• **Deine Aufgabe**
Wandle die Zeilen, beginnend mit der ersten Zeile und endend mit der Zeile, die "x=32, y=504" enthält, in eine JSON-Liste von Zeichenketten um. Jede Zeile wird dabei zu einem eigenen Eintrag, und Leerzeilen entfallen.

+===+

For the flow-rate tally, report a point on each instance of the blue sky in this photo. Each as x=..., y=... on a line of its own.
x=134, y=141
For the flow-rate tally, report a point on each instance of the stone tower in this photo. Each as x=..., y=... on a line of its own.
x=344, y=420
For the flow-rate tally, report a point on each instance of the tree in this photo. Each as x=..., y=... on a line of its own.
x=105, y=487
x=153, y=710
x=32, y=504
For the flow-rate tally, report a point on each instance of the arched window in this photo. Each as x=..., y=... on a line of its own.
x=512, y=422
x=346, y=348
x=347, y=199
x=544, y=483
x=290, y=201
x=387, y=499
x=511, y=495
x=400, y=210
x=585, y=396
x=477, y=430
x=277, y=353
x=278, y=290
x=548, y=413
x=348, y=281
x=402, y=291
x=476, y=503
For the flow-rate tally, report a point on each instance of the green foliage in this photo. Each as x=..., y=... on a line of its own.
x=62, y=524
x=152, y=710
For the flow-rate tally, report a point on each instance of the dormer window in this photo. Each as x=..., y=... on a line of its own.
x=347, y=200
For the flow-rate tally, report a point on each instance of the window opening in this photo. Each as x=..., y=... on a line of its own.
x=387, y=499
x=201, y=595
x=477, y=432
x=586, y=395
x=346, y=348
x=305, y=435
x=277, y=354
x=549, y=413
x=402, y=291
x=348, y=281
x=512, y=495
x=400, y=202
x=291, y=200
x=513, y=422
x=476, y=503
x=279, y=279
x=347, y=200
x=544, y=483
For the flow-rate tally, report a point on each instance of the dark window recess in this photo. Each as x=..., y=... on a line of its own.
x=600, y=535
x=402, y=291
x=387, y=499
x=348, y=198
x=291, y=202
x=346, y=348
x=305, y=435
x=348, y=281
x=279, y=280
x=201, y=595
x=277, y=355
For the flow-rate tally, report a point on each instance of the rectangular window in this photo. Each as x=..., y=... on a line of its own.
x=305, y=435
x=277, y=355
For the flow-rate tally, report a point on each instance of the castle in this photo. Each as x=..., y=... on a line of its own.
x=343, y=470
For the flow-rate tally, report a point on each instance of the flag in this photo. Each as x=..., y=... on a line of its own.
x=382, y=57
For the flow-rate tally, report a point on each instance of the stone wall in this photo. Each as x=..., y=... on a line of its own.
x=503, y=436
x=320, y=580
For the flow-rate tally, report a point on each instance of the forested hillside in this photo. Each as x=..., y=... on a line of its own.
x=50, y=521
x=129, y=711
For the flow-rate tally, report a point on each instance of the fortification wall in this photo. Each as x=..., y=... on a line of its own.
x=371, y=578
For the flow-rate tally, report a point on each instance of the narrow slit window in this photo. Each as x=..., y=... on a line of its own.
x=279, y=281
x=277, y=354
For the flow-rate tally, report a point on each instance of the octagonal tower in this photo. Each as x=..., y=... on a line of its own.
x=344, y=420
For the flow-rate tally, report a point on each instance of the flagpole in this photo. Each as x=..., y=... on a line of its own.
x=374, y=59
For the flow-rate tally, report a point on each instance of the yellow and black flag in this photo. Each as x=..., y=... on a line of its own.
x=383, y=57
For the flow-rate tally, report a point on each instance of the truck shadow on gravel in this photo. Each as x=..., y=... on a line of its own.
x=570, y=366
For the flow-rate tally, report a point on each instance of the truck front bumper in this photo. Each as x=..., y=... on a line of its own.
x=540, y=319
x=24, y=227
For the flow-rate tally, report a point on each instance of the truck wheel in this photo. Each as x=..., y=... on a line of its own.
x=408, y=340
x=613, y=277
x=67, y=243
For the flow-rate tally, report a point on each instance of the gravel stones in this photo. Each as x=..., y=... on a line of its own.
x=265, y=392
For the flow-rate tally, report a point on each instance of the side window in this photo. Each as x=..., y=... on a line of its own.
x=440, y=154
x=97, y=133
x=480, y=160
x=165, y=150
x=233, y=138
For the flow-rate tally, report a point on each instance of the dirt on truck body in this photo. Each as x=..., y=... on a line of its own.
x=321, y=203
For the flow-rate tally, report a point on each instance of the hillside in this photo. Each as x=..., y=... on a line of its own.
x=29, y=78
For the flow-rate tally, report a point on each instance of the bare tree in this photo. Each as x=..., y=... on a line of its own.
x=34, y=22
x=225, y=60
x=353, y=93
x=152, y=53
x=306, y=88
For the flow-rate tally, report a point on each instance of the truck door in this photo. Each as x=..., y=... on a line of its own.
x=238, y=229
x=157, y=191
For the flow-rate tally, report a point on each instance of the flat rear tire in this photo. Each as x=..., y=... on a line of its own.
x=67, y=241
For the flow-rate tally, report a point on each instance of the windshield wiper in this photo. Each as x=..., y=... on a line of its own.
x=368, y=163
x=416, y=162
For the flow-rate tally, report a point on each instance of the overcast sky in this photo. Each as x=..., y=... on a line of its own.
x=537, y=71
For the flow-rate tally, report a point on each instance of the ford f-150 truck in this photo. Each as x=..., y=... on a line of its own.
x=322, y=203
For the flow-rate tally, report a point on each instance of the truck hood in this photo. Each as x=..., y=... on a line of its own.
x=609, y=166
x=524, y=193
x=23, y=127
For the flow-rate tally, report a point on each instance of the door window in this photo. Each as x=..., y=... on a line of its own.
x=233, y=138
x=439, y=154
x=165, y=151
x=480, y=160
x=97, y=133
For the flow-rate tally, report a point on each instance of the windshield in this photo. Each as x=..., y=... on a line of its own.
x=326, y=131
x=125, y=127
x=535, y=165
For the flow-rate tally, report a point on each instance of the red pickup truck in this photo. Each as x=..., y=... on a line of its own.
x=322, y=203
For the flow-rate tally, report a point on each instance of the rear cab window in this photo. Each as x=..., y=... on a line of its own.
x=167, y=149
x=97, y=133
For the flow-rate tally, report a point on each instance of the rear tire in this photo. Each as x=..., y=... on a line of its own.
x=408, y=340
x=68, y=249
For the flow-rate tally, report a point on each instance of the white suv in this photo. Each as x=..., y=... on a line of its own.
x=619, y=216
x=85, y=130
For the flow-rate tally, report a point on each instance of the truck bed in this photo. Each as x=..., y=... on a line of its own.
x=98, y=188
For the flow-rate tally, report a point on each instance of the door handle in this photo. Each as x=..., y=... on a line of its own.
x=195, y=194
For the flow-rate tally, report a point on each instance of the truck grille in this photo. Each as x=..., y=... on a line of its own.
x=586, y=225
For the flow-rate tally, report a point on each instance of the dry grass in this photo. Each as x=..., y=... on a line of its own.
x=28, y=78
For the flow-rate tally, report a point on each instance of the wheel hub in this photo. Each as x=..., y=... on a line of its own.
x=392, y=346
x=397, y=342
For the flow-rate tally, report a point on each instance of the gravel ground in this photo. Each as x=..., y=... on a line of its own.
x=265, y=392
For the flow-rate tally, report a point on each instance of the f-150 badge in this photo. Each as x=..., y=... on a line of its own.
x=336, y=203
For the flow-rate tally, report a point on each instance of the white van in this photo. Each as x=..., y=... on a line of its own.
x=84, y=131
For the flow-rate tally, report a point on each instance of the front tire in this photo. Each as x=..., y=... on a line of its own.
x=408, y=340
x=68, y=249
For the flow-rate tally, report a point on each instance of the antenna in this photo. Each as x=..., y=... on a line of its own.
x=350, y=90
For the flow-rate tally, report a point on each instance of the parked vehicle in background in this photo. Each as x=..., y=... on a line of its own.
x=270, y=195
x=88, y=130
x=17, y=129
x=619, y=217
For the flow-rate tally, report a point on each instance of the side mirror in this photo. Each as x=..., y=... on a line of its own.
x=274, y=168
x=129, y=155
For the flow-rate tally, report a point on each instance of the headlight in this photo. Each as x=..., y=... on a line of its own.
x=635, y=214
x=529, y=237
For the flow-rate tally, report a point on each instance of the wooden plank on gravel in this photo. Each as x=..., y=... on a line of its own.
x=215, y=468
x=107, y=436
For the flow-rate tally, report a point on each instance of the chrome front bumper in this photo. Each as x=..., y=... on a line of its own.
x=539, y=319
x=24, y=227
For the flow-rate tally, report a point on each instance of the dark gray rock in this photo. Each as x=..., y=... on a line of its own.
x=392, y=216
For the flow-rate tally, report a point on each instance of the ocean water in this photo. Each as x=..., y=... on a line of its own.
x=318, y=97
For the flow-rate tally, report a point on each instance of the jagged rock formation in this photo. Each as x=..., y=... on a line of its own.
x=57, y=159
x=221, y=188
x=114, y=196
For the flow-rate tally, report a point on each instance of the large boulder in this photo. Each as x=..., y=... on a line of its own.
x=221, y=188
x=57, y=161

+===+

• **Lösung**
[
  "For the flow-rate tally, report a point on each instance of the blue sky in this photo. Each as x=..., y=... on a line of its own.",
  "x=134, y=141",
  "For the flow-rate tally, report a point on each instance of the stone tower in this photo. Each as x=..., y=... on a line of its own.",
  "x=344, y=420",
  "For the flow-rate tally, report a point on each instance of the tree in this photo. Each as x=..., y=... on a line of its own.",
  "x=105, y=487",
  "x=153, y=710",
  "x=32, y=504"
]